> _REQUIRED WORK_
List every line in the listing below that contains the string "plumage", matching its case exactly.
· · ·
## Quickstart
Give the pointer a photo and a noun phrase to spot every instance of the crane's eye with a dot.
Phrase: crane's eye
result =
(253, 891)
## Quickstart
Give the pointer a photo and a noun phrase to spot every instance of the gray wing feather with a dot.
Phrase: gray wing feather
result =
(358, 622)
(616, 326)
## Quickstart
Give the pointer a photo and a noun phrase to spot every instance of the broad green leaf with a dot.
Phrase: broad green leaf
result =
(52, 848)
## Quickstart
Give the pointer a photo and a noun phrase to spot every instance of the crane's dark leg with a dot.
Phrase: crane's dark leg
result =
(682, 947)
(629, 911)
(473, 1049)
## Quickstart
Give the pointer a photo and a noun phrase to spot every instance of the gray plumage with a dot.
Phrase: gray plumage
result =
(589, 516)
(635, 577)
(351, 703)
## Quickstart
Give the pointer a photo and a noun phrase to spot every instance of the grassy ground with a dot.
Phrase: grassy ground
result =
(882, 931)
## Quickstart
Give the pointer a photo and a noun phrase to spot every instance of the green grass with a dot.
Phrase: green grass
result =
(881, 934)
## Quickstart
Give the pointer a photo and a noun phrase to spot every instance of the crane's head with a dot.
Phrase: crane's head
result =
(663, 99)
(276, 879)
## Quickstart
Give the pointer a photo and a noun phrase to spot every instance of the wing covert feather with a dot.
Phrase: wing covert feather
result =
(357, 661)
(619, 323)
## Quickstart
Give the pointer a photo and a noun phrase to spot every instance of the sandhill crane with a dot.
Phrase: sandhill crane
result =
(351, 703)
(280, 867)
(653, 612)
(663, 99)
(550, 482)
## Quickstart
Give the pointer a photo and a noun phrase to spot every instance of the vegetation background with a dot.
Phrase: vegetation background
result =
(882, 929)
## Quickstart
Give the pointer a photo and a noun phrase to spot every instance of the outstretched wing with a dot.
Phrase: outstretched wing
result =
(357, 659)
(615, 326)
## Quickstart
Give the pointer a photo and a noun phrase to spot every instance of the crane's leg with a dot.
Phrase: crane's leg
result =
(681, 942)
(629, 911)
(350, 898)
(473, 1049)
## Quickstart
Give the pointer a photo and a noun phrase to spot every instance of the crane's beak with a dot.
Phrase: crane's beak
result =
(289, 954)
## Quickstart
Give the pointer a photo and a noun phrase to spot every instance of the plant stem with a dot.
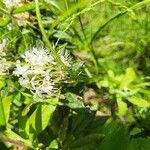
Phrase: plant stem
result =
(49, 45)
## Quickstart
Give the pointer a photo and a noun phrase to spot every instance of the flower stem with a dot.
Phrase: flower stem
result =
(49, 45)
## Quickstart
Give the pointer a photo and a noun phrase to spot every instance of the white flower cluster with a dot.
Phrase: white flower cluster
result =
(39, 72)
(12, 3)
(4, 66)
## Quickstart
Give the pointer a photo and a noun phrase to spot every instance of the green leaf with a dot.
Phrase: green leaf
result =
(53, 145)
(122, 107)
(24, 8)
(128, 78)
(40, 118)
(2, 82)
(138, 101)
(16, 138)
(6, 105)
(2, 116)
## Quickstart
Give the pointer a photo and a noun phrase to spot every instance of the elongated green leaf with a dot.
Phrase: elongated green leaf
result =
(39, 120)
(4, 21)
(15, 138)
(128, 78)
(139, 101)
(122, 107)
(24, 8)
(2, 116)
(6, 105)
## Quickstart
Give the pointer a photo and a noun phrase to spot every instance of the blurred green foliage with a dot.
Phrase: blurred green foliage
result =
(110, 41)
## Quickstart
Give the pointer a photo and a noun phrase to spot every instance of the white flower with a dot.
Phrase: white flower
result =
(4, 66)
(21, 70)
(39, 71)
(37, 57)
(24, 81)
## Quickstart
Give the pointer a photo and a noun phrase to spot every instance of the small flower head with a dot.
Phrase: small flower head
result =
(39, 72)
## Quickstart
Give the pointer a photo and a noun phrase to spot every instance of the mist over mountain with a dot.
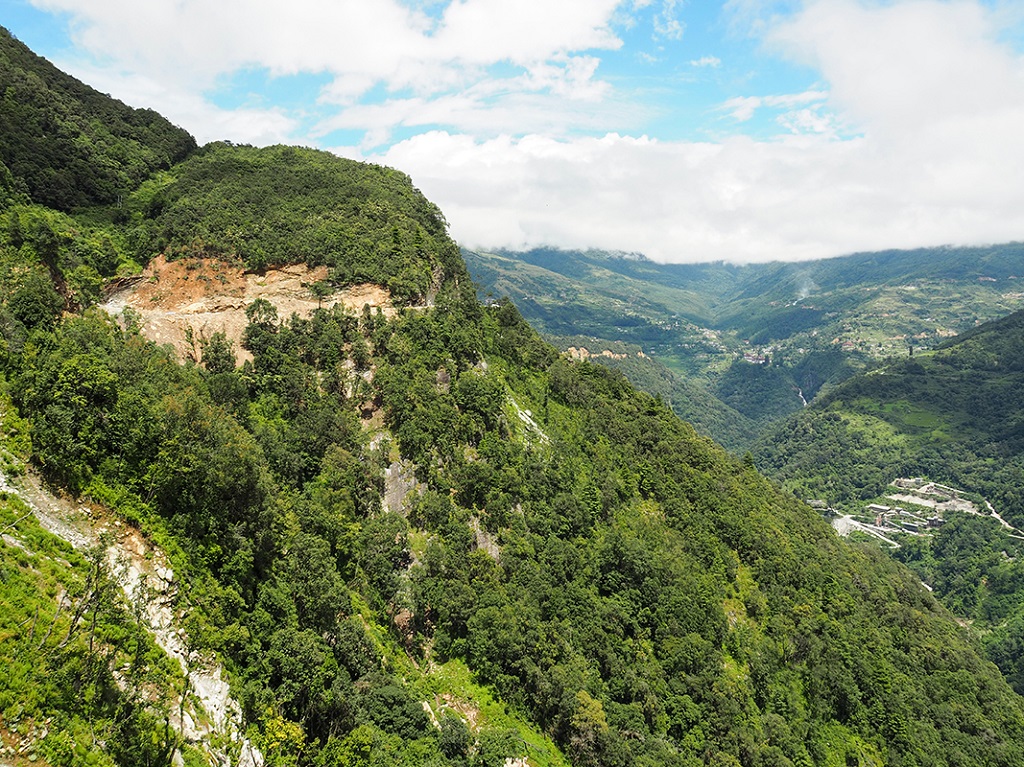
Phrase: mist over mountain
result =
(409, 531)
· · ·
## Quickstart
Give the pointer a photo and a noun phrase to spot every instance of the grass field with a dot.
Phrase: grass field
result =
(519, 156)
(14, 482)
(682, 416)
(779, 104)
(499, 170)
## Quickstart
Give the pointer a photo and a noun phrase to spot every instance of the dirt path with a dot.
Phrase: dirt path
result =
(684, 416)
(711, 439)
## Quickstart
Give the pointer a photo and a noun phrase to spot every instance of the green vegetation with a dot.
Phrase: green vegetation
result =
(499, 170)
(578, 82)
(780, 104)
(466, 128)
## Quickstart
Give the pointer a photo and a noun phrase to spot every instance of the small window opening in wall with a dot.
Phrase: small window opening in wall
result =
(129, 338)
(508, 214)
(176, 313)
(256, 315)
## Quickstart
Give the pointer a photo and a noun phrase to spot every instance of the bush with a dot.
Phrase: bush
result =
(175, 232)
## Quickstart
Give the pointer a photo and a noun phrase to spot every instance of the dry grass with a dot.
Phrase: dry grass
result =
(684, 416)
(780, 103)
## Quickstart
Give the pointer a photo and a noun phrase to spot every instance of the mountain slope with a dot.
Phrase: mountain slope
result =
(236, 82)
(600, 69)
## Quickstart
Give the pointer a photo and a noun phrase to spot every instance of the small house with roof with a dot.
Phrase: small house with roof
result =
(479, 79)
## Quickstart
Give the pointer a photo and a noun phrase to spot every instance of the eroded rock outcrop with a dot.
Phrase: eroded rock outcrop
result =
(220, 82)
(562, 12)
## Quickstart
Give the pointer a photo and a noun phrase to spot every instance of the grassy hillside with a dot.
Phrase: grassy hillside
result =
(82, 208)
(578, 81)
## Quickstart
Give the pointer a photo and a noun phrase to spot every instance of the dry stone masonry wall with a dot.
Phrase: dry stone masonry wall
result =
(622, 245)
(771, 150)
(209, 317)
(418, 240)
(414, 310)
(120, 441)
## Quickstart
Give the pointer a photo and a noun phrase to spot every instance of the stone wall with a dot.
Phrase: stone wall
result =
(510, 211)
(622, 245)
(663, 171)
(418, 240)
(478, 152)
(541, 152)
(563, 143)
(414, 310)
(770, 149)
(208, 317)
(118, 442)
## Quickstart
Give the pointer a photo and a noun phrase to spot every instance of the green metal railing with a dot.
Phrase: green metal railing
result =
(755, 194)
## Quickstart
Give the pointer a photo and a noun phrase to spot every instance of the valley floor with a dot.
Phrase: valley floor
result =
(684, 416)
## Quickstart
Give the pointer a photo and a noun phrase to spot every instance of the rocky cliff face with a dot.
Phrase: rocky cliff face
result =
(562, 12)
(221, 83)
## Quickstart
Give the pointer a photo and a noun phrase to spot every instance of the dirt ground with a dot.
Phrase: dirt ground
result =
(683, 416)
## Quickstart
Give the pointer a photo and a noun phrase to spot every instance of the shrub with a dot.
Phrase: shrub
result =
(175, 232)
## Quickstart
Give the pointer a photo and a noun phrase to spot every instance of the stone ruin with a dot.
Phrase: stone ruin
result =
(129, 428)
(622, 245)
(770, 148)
· · ·
> _EXERCISE SOLUTION_
Give the pointer a photo and a noun phrase to spot every instance of the gray plumage with a dot.
Phrase: gray plumage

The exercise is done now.